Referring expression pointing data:
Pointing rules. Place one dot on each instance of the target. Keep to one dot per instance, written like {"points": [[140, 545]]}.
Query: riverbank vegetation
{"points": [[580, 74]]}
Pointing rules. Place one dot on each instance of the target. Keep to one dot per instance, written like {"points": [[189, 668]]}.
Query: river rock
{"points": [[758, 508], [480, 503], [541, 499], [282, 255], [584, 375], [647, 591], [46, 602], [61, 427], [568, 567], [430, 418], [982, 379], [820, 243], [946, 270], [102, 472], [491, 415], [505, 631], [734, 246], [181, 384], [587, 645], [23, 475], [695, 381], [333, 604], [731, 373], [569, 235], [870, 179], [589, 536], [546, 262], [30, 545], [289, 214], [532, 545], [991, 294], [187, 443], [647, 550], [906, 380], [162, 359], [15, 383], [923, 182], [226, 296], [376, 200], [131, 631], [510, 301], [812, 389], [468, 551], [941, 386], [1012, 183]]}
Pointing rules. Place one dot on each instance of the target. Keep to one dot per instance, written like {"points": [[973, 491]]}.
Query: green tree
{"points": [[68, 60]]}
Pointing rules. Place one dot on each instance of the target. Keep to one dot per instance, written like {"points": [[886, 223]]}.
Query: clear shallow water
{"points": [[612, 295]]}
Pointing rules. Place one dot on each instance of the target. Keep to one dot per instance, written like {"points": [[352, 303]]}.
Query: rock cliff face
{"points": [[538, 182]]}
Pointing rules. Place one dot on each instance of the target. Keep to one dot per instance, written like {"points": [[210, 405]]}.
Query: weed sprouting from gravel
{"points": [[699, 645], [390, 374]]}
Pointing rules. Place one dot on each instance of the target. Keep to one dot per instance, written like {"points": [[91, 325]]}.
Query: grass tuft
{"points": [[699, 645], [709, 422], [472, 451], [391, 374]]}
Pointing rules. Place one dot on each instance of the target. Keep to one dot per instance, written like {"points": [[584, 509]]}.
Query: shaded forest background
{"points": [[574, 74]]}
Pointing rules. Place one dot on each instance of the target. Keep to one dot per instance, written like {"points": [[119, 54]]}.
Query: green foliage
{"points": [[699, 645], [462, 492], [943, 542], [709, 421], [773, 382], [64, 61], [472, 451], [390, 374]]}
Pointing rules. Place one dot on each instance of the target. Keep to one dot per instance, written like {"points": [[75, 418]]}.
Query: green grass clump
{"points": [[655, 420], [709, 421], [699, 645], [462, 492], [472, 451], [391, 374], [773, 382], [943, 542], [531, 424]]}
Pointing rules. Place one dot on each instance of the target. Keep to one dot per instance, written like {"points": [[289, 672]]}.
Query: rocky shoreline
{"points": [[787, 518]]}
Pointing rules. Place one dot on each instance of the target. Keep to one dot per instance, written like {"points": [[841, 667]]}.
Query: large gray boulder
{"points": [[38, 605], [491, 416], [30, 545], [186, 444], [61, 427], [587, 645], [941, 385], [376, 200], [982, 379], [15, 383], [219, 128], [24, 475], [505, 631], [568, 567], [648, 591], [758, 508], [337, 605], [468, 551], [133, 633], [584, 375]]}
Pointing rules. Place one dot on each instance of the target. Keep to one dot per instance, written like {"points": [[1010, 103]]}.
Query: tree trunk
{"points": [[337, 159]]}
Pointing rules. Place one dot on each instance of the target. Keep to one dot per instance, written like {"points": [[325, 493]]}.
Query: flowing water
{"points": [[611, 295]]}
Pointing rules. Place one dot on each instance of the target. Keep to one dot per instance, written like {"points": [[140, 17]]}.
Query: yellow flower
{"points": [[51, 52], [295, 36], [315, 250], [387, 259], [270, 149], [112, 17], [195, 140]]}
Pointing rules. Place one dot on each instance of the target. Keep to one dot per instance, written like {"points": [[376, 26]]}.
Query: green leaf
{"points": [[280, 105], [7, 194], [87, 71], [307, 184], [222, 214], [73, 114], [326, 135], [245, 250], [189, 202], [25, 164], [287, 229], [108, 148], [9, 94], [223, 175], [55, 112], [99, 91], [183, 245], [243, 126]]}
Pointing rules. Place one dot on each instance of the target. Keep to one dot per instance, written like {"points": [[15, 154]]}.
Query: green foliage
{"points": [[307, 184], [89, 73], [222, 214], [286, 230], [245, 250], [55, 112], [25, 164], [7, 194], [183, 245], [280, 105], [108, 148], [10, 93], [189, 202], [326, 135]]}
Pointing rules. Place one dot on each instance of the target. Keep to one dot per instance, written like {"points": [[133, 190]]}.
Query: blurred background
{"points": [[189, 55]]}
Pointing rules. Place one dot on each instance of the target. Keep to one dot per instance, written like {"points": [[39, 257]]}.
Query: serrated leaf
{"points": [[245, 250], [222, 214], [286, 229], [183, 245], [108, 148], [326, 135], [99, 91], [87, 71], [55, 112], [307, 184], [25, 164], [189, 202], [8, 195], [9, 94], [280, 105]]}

* [YOUR TASK]:
Repeat every record exactly as written, please.

* [YOUR RESPONSE]:
Pointing rules. Place one dot on each instance of the target. Keep to one dot per instance, written like {"points": [[140, 545]]}.
Query: riverbank vegetation
{"points": [[580, 74]]}
Pointing rules. Place one dot on each instance of the target. Keep to one dot per instance, written like {"points": [[189, 668]]}.
Query: river rock
{"points": [[758, 508], [480, 503], [541, 499], [282, 255], [584, 375], [647, 591], [46, 602], [61, 427], [568, 567], [430, 418], [982, 379], [820, 243], [946, 270], [102, 472], [491, 415], [505, 631], [734, 246], [181, 384], [587, 645], [23, 475], [695, 381], [333, 604], [731, 373], [569, 235], [870, 179], [589, 536], [546, 262], [30, 545], [289, 214], [532, 545], [991, 294], [187, 443], [647, 550], [906, 380], [162, 359], [15, 383], [923, 182], [226, 296], [376, 200], [131, 631], [510, 301], [812, 389], [468, 551], [941, 386], [1012, 183]]}
Pointing rules. Place one dot on each instance of the target. Keep to one dot per instance, written like {"points": [[973, 491]]}.
Query: green tree
{"points": [[68, 60]]}
Pointing rules. Place one dot on each instance of the target. Keep to one dot per instance, written like {"points": [[886, 223]]}.
Query: clear shallow water
{"points": [[612, 295]]}
Pointing rules. Place one dot on each instance of the target. Keep to one dot per instance, written like {"points": [[352, 303]]}.
Query: rock cliff face
{"points": [[538, 182]]}
Pointing rules. Place one dot on each instance of the target. Keep to one dot per instance, written like {"points": [[210, 405]]}.
Query: weed sprouting from gravel
{"points": [[699, 645], [390, 374]]}
Pointing rules. Place one dot on each instance of the target. Keep to one dot per instance, written like {"points": [[91, 325]]}.
Query: grass tuft
{"points": [[699, 645], [709, 422], [472, 451], [391, 374]]}
Pointing rules. Place one dot on each instance of the target. Keep to one dot per instance, written like {"points": [[584, 509]]}.
Query: shaded forest background
{"points": [[574, 74]]}
Pointing rules. Place one dot on each instance of the target. Keep to one dot per instance, written like {"points": [[119, 54]]}.
Query: green foliage
{"points": [[699, 645], [462, 492], [943, 542], [709, 421], [773, 382], [64, 61], [472, 451], [390, 374]]}
Pointing rules. Place one dot on each instance of the target. Keep to one dot per instance, written like {"points": [[75, 418]]}.
Query: green grass clump
{"points": [[655, 420], [709, 421], [699, 645], [462, 492], [472, 451], [391, 374], [773, 382], [943, 542], [531, 424]]}
Pointing rules. Place one dot on each instance of the target. Keep to one dot per instance, written like {"points": [[289, 672]]}.
Query: rocky shoreline
{"points": [[787, 518]]}
Pointing rules. Place one dot on each instance of the target. Keep to one dot per instance, written like {"points": [[841, 667]]}.
Query: large gray boulder
{"points": [[38, 605], [491, 416], [30, 545], [186, 444], [61, 427], [587, 645], [941, 385], [376, 200], [982, 379], [15, 383], [219, 128], [24, 475], [505, 631], [568, 567], [648, 591], [758, 508], [337, 605], [468, 551], [133, 633], [584, 375]]}
Pointing rules. Place one dot on each instance of the target. Keep to one dot per instance, written like {"points": [[1010, 103]]}.
Query: tree trunk
{"points": [[337, 159]]}
Pointing rules. Place one dot on each instance of the target. Keep to one dot per instance, written like {"points": [[325, 493]]}.
Query: flowing water
{"points": [[611, 295]]}
Pointing rules. Place one dot on each instance of the target. Keep to one dot per instance, written like {"points": [[140, 17]]}.
Query: yellow flower
{"points": [[51, 52], [295, 36], [315, 250], [387, 259], [270, 149], [112, 17], [195, 140]]}
Pointing rules. Place one dot on each instance of the target. Keep to one dot per instance, written like {"points": [[376, 26]]}.
Query: green leaf
{"points": [[280, 105], [7, 194], [87, 71], [307, 184], [222, 214], [73, 114], [326, 135], [245, 250], [189, 202], [25, 164], [287, 229], [108, 148], [9, 94], [223, 175], [55, 112], [99, 91], [183, 245], [243, 126]]}
Pointing rules. Place one dot on each instance of the target. Keep to one dot per instance, written like {"points": [[15, 154]]}.
Query: green foliage
{"points": [[307, 184], [89, 73], [222, 214], [286, 230], [245, 250], [55, 112], [25, 164], [7, 194], [183, 245], [280, 105], [108, 148], [10, 93], [189, 202], [326, 135]]}
Pointing rules. Place one dot on each instance of the target. Keep to one dot per instance, written like {"points": [[133, 190]]}.
Query: blurred background
{"points": [[189, 55]]}
Pointing rules. Place one dot on each instance of the target. Keep to one dot per instance, written like {"points": [[39, 257]]}.
Query: serrated leaf
{"points": [[245, 250], [222, 214], [286, 229], [183, 245], [108, 148], [326, 135], [99, 91], [87, 71], [55, 112], [307, 184], [25, 164], [189, 202], [8, 195], [9, 94], [280, 105]]}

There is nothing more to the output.